BEGIN Stored records

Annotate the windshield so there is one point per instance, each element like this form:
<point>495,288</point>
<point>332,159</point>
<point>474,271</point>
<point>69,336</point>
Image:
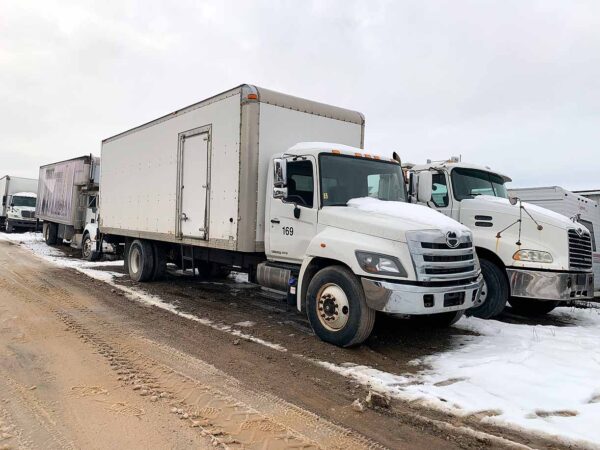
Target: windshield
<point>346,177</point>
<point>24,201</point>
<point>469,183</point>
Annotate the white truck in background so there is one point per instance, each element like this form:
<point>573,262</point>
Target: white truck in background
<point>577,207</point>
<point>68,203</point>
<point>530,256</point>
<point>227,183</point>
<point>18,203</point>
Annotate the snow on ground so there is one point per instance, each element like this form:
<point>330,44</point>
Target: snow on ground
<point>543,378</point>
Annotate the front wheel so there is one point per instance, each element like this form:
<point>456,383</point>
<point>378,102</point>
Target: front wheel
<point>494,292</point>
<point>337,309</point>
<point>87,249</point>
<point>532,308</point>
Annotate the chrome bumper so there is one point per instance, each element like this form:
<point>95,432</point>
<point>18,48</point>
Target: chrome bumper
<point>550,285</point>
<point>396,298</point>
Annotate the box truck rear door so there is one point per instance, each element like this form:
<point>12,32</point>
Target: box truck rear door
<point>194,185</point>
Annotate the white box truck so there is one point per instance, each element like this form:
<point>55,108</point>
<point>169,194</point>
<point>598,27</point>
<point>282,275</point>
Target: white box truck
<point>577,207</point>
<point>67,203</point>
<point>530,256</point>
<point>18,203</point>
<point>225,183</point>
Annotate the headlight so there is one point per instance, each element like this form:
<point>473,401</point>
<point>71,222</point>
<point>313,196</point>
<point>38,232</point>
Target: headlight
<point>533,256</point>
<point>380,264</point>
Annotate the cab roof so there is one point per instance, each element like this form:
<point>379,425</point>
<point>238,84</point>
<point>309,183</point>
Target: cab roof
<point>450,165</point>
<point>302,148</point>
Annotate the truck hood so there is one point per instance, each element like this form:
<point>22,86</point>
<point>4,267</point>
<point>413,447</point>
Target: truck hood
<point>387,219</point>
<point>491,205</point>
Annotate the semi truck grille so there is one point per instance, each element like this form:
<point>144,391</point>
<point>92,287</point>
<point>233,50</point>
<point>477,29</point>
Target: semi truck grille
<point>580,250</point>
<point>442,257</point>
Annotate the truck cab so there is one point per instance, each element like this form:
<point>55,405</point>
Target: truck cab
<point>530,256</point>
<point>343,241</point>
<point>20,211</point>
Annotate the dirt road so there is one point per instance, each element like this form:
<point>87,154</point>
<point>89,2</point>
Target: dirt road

END Stored records

■ The task
Copy out every line of the records above word for word. Leave out the pictures.

■ Reply
Annotate the windshield so there is one point per instance, each element like this form:
<point>495,288</point>
<point>332,159</point>
<point>474,271</point>
<point>69,336</point>
Image:
Target: windshield
<point>346,177</point>
<point>24,201</point>
<point>469,183</point>
Annotate the white truck in background so there is one point per instance, each element like this form:
<point>573,262</point>
Target: white truck in background
<point>577,207</point>
<point>68,203</point>
<point>530,256</point>
<point>227,183</point>
<point>18,203</point>
Annotate the snow on ground so there is one point per instance, each element like this form:
<point>330,44</point>
Target: snow on ground
<point>543,378</point>
Annotate the front wheel so there is one point per instance, each element like this form:
<point>456,383</point>
<point>378,102</point>
Target: front wheel
<point>494,292</point>
<point>337,309</point>
<point>87,249</point>
<point>532,308</point>
Annotate the chrome bumper so there is one point per instance, each element like this form:
<point>95,432</point>
<point>18,48</point>
Target: chrome bumper
<point>550,285</point>
<point>396,298</point>
Annotate the box truck rear door so there is one point per instance, each element like this form:
<point>12,32</point>
Target: box truck rear door
<point>194,185</point>
Annotate the white box truck so there is one point per instance, each element like this form:
<point>55,108</point>
<point>169,194</point>
<point>598,27</point>
<point>282,275</point>
Target: white box truck
<point>577,207</point>
<point>67,203</point>
<point>530,256</point>
<point>18,203</point>
<point>225,183</point>
Annotate the headlight so there is one point per instance, each element like this form:
<point>473,401</point>
<point>71,222</point>
<point>313,196</point>
<point>38,232</point>
Target: headlight
<point>533,256</point>
<point>380,264</point>
Annotate the cab roof so there is one point per instance, each element like this form:
<point>379,425</point>
<point>238,84</point>
<point>309,183</point>
Target: cab roof
<point>450,165</point>
<point>302,148</point>
Annotate the truck hood so there is one point per instance, each element like this form:
<point>22,86</point>
<point>4,267</point>
<point>413,447</point>
Target: truck hood
<point>387,219</point>
<point>491,205</point>
Annotate the semi truck grille so there is one point per instance, each element like this form:
<point>144,391</point>
<point>92,287</point>
<point>233,50</point>
<point>477,29</point>
Target: semi truck grille
<point>580,250</point>
<point>442,257</point>
Annotate the truck cab so there is one point per instance, each element like this form:
<point>55,405</point>
Target: truck cab
<point>530,256</point>
<point>343,241</point>
<point>20,211</point>
Annotate the dirt road so there is one point per instance, each element like this form:
<point>87,154</point>
<point>89,2</point>
Target: dirt road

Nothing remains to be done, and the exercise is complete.